Exercise details:
Copy out the entries below exactly as they appear, from the line with "Where can the black stone" up to and including the line with "[[137, 128]]".

Data for this task:
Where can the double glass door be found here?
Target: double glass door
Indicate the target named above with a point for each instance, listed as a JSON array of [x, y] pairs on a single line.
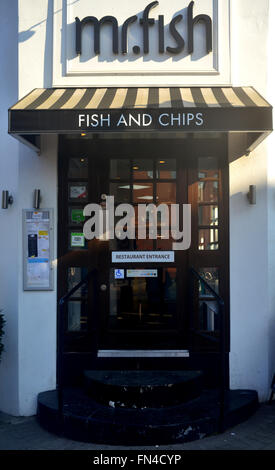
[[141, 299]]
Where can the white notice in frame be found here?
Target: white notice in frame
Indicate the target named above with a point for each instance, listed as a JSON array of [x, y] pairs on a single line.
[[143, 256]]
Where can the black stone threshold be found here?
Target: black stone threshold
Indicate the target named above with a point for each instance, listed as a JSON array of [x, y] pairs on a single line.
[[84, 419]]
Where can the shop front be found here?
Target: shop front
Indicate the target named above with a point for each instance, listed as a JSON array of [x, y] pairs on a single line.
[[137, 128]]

--

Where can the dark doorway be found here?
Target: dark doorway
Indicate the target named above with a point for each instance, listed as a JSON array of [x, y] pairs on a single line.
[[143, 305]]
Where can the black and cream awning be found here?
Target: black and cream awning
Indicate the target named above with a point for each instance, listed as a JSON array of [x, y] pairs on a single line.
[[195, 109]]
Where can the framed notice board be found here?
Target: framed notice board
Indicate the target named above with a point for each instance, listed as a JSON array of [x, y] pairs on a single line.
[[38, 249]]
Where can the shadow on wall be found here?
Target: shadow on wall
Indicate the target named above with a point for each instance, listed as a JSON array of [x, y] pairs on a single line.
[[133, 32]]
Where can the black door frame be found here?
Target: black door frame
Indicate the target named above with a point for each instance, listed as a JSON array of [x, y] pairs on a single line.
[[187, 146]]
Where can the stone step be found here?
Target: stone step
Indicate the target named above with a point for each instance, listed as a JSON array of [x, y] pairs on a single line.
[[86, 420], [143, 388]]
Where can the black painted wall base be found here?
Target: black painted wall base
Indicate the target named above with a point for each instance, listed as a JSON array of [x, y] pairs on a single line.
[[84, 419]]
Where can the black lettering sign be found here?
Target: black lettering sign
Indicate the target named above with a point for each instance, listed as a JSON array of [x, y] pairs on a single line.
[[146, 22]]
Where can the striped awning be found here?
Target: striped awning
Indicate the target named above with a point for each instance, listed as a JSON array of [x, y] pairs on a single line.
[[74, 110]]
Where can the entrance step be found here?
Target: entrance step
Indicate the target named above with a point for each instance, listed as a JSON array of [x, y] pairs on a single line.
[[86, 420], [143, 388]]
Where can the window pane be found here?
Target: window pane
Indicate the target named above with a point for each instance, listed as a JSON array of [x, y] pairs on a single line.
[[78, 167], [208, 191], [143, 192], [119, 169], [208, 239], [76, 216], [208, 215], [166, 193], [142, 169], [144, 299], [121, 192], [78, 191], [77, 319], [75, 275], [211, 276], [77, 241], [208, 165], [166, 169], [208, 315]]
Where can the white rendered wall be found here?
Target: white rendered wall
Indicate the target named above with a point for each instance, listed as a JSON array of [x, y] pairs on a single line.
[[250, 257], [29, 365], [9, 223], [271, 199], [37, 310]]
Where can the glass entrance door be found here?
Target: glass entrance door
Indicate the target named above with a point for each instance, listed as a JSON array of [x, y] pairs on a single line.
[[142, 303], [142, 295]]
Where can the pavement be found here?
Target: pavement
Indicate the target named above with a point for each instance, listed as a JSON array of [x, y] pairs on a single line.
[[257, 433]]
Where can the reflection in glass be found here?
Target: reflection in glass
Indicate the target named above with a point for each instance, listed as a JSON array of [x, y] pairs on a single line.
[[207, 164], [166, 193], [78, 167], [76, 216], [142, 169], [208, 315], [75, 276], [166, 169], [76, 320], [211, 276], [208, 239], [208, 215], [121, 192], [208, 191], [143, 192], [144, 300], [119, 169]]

Answer to this task:
Where can the black stone threshold be found here?
Target: black stone threshold
Indicate the target named above with a point for each instance, listed as a JSON array of [x, y] pairs on a single line.
[[84, 419]]
Where can the shop front be found here?
Target: shop front
Indicate the target named above with a point for each instance, listed as a JSON array of [x, y] pairs on a single line.
[[137, 128]]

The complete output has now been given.